Convert the listing below into a Markdown table with the columns Row and Line. Number each line in order and leave out blank lines.

====== Supplied records

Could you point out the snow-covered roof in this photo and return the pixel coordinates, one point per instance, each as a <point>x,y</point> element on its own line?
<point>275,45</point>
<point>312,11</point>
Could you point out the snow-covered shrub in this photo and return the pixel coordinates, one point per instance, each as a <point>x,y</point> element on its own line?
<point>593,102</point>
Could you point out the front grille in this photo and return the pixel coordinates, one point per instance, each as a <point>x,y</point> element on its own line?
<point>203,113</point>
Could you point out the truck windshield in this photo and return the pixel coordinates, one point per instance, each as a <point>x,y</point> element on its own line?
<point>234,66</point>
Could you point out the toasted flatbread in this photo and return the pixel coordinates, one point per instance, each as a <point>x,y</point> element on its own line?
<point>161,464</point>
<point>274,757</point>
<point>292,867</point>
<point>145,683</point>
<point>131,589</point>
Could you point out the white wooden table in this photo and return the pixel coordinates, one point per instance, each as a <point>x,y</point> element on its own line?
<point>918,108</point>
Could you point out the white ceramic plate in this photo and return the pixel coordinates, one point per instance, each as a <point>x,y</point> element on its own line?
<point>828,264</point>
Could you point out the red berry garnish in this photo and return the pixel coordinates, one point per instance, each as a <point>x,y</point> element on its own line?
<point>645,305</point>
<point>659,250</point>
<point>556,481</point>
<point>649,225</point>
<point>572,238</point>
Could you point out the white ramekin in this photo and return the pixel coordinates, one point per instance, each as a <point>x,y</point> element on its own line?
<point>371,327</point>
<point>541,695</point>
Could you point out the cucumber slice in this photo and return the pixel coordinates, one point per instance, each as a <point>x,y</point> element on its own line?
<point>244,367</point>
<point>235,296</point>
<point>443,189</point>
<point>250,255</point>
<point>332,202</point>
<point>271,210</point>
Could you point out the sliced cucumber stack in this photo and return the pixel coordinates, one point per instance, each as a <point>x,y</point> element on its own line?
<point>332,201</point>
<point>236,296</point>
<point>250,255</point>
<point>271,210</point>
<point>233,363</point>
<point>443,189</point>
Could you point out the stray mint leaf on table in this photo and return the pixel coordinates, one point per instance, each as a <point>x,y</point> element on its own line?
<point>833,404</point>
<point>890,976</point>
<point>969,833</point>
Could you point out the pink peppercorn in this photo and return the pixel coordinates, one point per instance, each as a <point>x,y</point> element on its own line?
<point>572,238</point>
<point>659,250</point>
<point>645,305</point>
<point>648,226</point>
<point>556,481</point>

============

• [Worked answer]
| Row | Line |
|---|---|
| 1 | Could you point out the snow-covered roof in this photo and return the pixel coordinates, one point per instance, each as a <point>x,y</point> element on its own line? |
| 2 | <point>275,45</point> |
| 3 | <point>312,11</point> |
| 4 | Could you point out the snow-covered shrub in this photo and return the pixel coordinates, one point per instance, each as a <point>x,y</point> element on its own line? |
| 5 | <point>593,102</point> |
| 6 | Could you point out the front grille in this photo and return the pixel coordinates, one point per instance, each as a <point>x,y</point> element on its own line? |
| 7 | <point>203,113</point> |
| 8 | Could you point out the truck windshield in this photo and return the pixel coordinates, one point per instance, each as a <point>x,y</point> element on its own line? |
| 9 | <point>234,66</point> |
| 10 | Could you point out the toasted flatbread in this photo and return the pixel coordinates, one point per instance, each as a <point>x,y</point> element on its own line? |
| 11 | <point>161,464</point> |
| 12 | <point>274,757</point> |
| 13 | <point>292,867</point> |
| 14 | <point>145,683</point> |
| 15 | <point>131,589</point> |
| 16 | Could you point out the white wooden table in this photo and return the pixel coordinates, one point per instance, each as a <point>x,y</point> element on its own line? |
| 17 | <point>918,108</point> |
| 18 | Could you point out the white ceramic plate in this photo and return the pixel coordinates, one point per instance, each as a <point>x,y</point> element on its own line? |
| 19 | <point>828,264</point> |
| 20 | Could you point out the red berry garnish in this photo and return the pixel coordinates, one point per instance, each as a <point>x,y</point> element on its own line? |
| 21 | <point>645,305</point> |
| 22 | <point>659,250</point> |
| 23 | <point>556,481</point> |
| 24 | <point>649,225</point> |
| 25 | <point>572,238</point> |
| 26 | Could you point out the white ramekin in this photo and return the pixel coordinates, one point per instance, each as a <point>x,y</point> element on its own line? |
| 27 | <point>371,327</point> |
| 28 | <point>541,695</point> |
| 29 | Could you point out the cucumber slice in this photo and return the pixel coordinates, one point per instance, each as a <point>x,y</point> element on its own line? |
| 30 | <point>244,367</point> |
| 31 | <point>235,296</point> |
| 32 | <point>443,189</point> |
| 33 | <point>250,255</point> |
| 34 | <point>332,202</point> |
| 35 | <point>271,210</point> |
| 36 | Could you point out the sliced cucumber stack in this photo and return the pixel coordinates, one point per instance, each as a <point>x,y</point> element on its own line? |
| 37 | <point>332,201</point> |
| 38 | <point>236,296</point> |
| 39 | <point>250,255</point> |
| 40 | <point>271,210</point> |
| 41 | <point>233,363</point> |
| 42 | <point>443,189</point> |
| 43 | Could you point out the stray mint leaf on table in this photo and return the pixel coordinates, one point per instance, each as a <point>x,y</point> element on its own line? |
| 44 | <point>833,404</point> |
| 45 | <point>890,976</point> |
| 46 | <point>969,833</point> |
| 47 | Could you point out the pink peppercorn in this photo and return the pixel coordinates, one point per instance, each as a <point>x,y</point> element on its own line? |
| 48 | <point>572,238</point> |
| 49 | <point>659,250</point> |
| 50 | <point>645,305</point> |
| 51 | <point>648,226</point> |
| 52 | <point>556,481</point> |